== AUFGABEN ZUR ÜBUNG ==
- A) Prüfe anhand des Textauszugs, ob die folgenden Aussagen zutreffen: (i) Gunda Scheel ist Jahrgang 1940. (ii) Elisabeth Romer kratzt die Farbschichten ihrer Fotografien ab, bis ein gleißendes Blau übrig bleibt. (iii) „Abriss“ besteht aus 20 einzelnen Fototafeln. Beantworte jede Aussage mit Ja oder Nein und zitiere die entscheidenden Worte wörtlich.
- B) Erkläre bitte in ein bis drei Sätzen, warum Scheels Fotografien laut Textauszug trotz des morbiden Anblicks nicht in Hoffnungslosigkeit versinken.
- C) Gib aus dem Textauszug den Abschnitt, der mit den Worten „Die schwarz-weißen Fotografien“ beginnt und mit „vorhanden bei Romer.“ endet, erneut wieder und ersetze darin „Schutthalden“ durch „Trümmerfelder“.

== TEXTAUSZUG ==
Die schwarz-weißen Fotografien der Gunda Scheel (Jahrgang
1940) eröffnen eine bedrückend ambivalente Sichtweise auf den Begriff Heimat.
Der Wunsch nach ihr ist gleichzusetzen mit der Sehnsucht nach Freiheit.
Windzerfetzte Stoffreste; am Zaun hängen geblieben, winken ihr zu. Morbid ist
der Anblick. Dennoch: Zuversicht stemmt sich gegen Hoffnungslosigkeit, versieht
die Fotografien unerwartet mit schmerzfreier Leidenschaft und visueller
Ästhetik. Auch Elisabeth Romer (Jahrgang 1968) und Eva Schmeckenbecher
(Jahrgang 1977) sind auf zerstörte Orte von Heimat gestoßen: Fassaden und
Schutthalden, unpersönliche Sammelstellen in Beton oder Stahl, von Menschen
verlassen bei Schmeckenbecher oder nur noch schemenhaft vorhanden bei Romer.
Elisabeth Romer kratzt von
ihren Fotografien die Farbschichten ab, bis ein gleißendes Gelb übrig bleibt
und eine lokale Vorstellung von Heimat völlig in Illusion auflöst. Eva
Schmeckenbecher - so hat es den Anschein - setzt Heimat zusammen:
Fotoansichten, die wie ein Puzzle aus Bruchstücken zusammengesetzt sind.
„Abriss ist ein Wand bedeckend großes Tableau aus 20 einzelnen Fototafeln.
Gradlinige Schnitte ziehen sich durch das gesamte Werk, zerteilen und zerlegen
rücksichtslos - und schaffen in diesem orientierungslosen Durcheinander neue
Beziehungen. Im Hauptraum der Galerie stehen auf hölzernen Beinen drei mit
Wasser gefüllte gläserne Becken. Oben auf dem Wasser tauchen gespiegelte Bilder
vom Meeresboden und Meerestieren auf, zum Greifen nah. Der Boden der Becken
jedoch bleibt transparent. Heimat, so scheint es st auch nicht so einfach zu
definieren und schon gar nicht zu fassen.

== Datenzeilen mit Box-Annotationen ==
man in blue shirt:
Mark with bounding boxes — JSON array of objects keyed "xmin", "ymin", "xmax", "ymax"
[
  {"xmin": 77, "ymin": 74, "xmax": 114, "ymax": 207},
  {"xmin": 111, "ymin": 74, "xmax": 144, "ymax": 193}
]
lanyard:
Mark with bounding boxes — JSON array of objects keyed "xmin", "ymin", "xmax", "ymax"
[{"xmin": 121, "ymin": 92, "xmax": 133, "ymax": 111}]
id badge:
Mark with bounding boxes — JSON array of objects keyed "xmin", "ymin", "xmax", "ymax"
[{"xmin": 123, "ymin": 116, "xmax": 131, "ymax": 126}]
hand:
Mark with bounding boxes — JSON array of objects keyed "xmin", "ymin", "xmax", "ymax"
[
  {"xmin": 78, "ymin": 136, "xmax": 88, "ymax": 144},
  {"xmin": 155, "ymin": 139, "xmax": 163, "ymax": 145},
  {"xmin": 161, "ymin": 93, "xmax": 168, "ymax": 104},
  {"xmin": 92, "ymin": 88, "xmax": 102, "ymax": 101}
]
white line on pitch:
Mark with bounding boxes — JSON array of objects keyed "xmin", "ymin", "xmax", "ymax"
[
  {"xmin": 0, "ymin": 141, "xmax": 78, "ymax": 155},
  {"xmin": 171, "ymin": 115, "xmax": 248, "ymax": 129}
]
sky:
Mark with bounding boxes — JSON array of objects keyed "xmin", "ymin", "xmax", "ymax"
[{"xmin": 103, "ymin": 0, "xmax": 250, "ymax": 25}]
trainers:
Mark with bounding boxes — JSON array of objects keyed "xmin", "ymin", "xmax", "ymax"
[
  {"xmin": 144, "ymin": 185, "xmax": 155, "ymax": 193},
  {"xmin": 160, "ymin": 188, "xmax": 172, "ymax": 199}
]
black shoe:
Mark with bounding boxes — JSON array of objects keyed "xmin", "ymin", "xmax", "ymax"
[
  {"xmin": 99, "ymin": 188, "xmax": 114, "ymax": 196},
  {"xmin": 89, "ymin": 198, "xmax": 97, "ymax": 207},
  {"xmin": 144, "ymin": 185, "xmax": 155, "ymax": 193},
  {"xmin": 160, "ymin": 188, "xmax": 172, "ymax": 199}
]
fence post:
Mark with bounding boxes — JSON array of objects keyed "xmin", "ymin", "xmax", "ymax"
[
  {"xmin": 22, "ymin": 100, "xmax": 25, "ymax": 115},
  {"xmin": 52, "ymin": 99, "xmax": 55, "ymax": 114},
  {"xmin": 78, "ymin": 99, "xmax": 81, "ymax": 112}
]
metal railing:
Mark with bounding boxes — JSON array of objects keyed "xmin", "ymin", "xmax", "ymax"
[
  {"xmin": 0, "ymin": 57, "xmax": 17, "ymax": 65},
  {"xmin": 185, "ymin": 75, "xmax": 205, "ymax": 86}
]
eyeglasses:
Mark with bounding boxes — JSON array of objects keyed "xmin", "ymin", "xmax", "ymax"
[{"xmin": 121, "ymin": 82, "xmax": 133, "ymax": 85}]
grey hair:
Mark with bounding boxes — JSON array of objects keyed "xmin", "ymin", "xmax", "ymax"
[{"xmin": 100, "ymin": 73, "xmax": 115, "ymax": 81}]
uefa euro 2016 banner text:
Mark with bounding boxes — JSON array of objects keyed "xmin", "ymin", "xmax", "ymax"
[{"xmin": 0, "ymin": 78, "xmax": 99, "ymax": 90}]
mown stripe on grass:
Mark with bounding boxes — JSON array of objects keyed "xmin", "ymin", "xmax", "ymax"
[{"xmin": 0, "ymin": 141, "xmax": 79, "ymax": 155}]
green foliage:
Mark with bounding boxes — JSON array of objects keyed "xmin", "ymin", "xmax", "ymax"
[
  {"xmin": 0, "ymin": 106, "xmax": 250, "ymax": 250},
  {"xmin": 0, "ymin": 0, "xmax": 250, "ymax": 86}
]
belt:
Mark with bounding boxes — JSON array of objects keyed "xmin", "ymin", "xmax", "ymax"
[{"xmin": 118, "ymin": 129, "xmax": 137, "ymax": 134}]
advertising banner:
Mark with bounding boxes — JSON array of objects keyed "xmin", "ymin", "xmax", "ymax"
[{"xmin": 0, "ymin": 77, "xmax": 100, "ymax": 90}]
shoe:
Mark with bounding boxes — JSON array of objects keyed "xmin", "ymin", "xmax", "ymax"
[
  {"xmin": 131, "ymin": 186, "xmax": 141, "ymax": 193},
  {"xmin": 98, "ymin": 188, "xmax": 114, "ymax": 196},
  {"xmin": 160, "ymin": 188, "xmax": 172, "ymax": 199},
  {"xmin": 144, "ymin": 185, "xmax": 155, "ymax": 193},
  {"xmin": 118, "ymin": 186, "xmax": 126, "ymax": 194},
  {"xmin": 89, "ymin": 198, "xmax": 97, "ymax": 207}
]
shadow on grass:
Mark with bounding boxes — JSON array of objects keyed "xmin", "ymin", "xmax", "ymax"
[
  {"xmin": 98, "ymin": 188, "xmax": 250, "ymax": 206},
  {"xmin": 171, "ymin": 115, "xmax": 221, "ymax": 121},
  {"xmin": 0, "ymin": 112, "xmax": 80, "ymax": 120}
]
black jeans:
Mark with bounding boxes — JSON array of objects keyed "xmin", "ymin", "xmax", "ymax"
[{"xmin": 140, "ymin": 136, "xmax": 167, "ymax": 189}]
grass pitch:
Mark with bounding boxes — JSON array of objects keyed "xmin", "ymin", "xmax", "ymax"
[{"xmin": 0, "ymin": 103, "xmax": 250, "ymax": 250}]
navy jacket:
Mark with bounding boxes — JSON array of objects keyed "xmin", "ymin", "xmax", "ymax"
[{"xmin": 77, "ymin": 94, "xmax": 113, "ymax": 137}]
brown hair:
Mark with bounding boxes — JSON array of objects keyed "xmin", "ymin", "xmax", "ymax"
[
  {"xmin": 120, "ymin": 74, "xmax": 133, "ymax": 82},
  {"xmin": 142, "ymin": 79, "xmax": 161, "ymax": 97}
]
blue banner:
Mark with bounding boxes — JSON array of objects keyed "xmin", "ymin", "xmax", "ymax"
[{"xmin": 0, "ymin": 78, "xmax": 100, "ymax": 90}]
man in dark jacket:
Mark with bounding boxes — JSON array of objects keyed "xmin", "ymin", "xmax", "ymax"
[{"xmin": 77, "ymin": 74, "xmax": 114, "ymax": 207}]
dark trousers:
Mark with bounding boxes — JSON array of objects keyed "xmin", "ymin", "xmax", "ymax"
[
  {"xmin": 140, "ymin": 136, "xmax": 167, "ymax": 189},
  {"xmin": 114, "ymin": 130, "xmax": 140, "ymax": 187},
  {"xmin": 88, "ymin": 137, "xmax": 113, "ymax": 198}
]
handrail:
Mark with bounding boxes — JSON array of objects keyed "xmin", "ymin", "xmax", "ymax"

== LÖSUNGEN JE AUFGABE ==
- A)
(i) Ja: „Die schwarz-weißen Fotografien der Gunda Scheel (Jahrgang 1940)“
(ii) Nein: „bis ein gleißendes Gelb übrig bleibt“
(iii) Ja: „aus 20 einzelnen Fototafeln“

- B) Zuversicht stemmt sich gegen die Hoffnungslosigkeit. Sie versieht die Fotografien unerwartet mit schmerzfreier Leidenschaft und visueller Ästhetik.

- C)
Die schwarz-weißen Fotografien der Gunda Scheel (Jahrgang
1940) eröffnen eine bedrückend ambivalente Sichtweise auf den Begriff Heimat.
Der Wunsch nach ihr ist gleichzusetzen mit der Sehnsucht nach Freiheit.
Windzerfetzte Stoffreste; am Zaun hängen geblieben, winken ihr zu. Morbid ist
der Anblick. Dennoch: Zuversicht stemmt sich gegen Hoffnungslosigkeit, versieht
die Fotografien unerwartet mit schmerzfreier Leidenschaft und visueller
Ästhetik. Auch Elisabeth Romer (Jahrgang 1968) und Eva Schmeckenbecher
(Jahrgang 1977) sind auf zerstörte Orte von Heimat gestoßen: Fassaden und
Trümmerfelder, unpersönliche Sammelstellen in Beton oder Stahl, von Menschen
verlassen bei Schmeckenbecher oder nur noch schemenhaft vorhanden bei Romer.